* _Text shown_
══════════════════════════════
We all love eating flavorful food that tastes delicious. But, flavor does much more than just make food taste good; it creates a specific reaction inside the body.
Here’s an interesting example. I recently met a woman at a party, and when she discovered that I am an expert in using food as medicine, she said, “I drink lemon water every morning. Is that good for me?”
I said, “Yes, it can be good for you depending on what you are trying to achieve. But, if you are drinking lemon water every morning for many years, it may start having a negative effect on your system. Lemon and other acid fruits, if eaten in excess, can irritate the gums and intestines, and erode tooth enamel.”
Too much of any one flavor can damage and/or weaken the body.
In modern society, the two most prominently used and abused flavors are salty and sweet. Extra salt and sugar are added to almost every processed food on the market. This has had a negative impact on our overall health, and can be witnessed in our high rates of both heart disease and obesity.
We need a variety of flavors to achieve balance and health. Each of the flavors has an effect on our cells and viscera:
- Sweet: has a retarding effect. Too much sweet causes aches in the bones and weight gain.
- Sour: has a gathering and astringent effect. Too much sour toughens/tightens the flesh.
- Salty: has a softening effect. Too much salt hardens the pulse.
- Bitter: has a strengthening effect. Too much bitter withers the skin.
- Spicy/pungent: has a dispersing effect. Too much pungent knots the muscles.
More recently, the Umami/savory flavor has been added into the mix. The umami flavor satisfies the appetite and adds a layer of deliciousness to your food, but it doesn’t necessarily have a physical effect on the cells and viscera.
══════════════════════════════
[Region pointing data]
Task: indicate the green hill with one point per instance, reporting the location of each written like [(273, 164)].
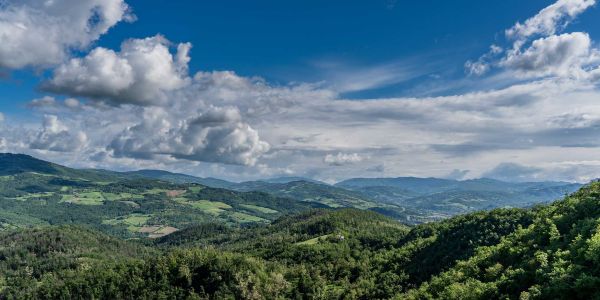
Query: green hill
[(538, 253)]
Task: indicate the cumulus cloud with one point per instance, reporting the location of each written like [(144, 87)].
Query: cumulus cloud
[(513, 172), (457, 174), (563, 55), (42, 33), (550, 19), (52, 105), (56, 136), (215, 135), (341, 159), (141, 73), (539, 50)]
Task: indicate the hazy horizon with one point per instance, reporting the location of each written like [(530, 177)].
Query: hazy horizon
[(461, 90)]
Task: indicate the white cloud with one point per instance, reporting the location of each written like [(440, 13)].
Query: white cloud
[(36, 33), (141, 73), (538, 50), (56, 136), (563, 55), (215, 135), (550, 19), (341, 159)]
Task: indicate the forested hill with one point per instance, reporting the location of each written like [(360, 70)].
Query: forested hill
[(546, 252)]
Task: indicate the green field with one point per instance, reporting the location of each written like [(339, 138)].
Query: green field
[(84, 198), (33, 196), (121, 196), (211, 207), (259, 209), (133, 222), (245, 218)]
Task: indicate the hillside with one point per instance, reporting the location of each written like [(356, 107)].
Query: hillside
[(441, 198), (539, 253), (34, 192)]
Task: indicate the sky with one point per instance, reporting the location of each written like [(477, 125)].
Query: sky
[(329, 90)]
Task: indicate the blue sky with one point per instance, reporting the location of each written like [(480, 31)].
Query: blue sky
[(295, 69)]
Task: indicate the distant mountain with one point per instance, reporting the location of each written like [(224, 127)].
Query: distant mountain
[(181, 178), (441, 198), (291, 179)]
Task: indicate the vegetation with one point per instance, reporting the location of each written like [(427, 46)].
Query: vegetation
[(254, 245)]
══════════════════════════════
* _Problem 1_
Reproduce the passage on how flavors affect the body, everything from "Too much of" down to "knots the muscles.".
* _Problem 2_
Continue the text on flavor and health from where it stops.
The rows have no connection to the text about flavor.

* _Task response 1_
Too much of any one flavor can damage and/or weaken the body.
In modern society, the two most prominently used and abused flavors are salty and sweet. Extra salt and sugar are added to almost every processed food on the market. This has had a negative impact on our overall health, and can be witnessed in our high rates of both heart disease and obesity.
We need a variety of flavors to achieve balance and health. Each of the flavors has an effect on our cells and viscera:
- Sweet: has a retarding effect. Too much sweet causes aches in the bones and weight gain.
- Sour: has a gathering and astringent effect. Too much sour toughens/tightens the flesh.
- Salty: has a softening effect. Too much salt hardens the pulse.
- Bitter: has a strengthening effect. Too much bitter withers the skin.
- Spicy/pungent: has a dispersing effect. Too much pungent knots the muscles.

* _Task response 2_
It’s a good idea to include a wide variety of flavor into your food. If you don’t, or if you lean more toward flavor profile than another (sweet, salty, sour, bitter, pungent,), it can set the body up for imbalance and cravings.
Incorporating flavors into your diet is easier than you think. Many foods naturally contain the flavors we need to nourish ourselves.
Below are some examples of the flavors and where you can find them in food and herbs:
- Sweet: berries, onions, carrots, squash, ginseng
- Sour: lemons, vinegar, oats, wheat, schisandra berries
- Salty: celery, oysters, sea vegetables, marshmallow root
- Bitter: parsley, lettuce, kale, gentian root
- Pungent: black pepper, garlic, radishes, ginger root
- Umami: mushrooms, bone stock, cooked tomatoes and potatoes
If you satisfy your palate with a variety of flavors on a daily basis, physical cravings for food (beyond your main meals) will naturally reduce. Cravings usually signify that a specific flavor and it’s reaction in your body may be missing.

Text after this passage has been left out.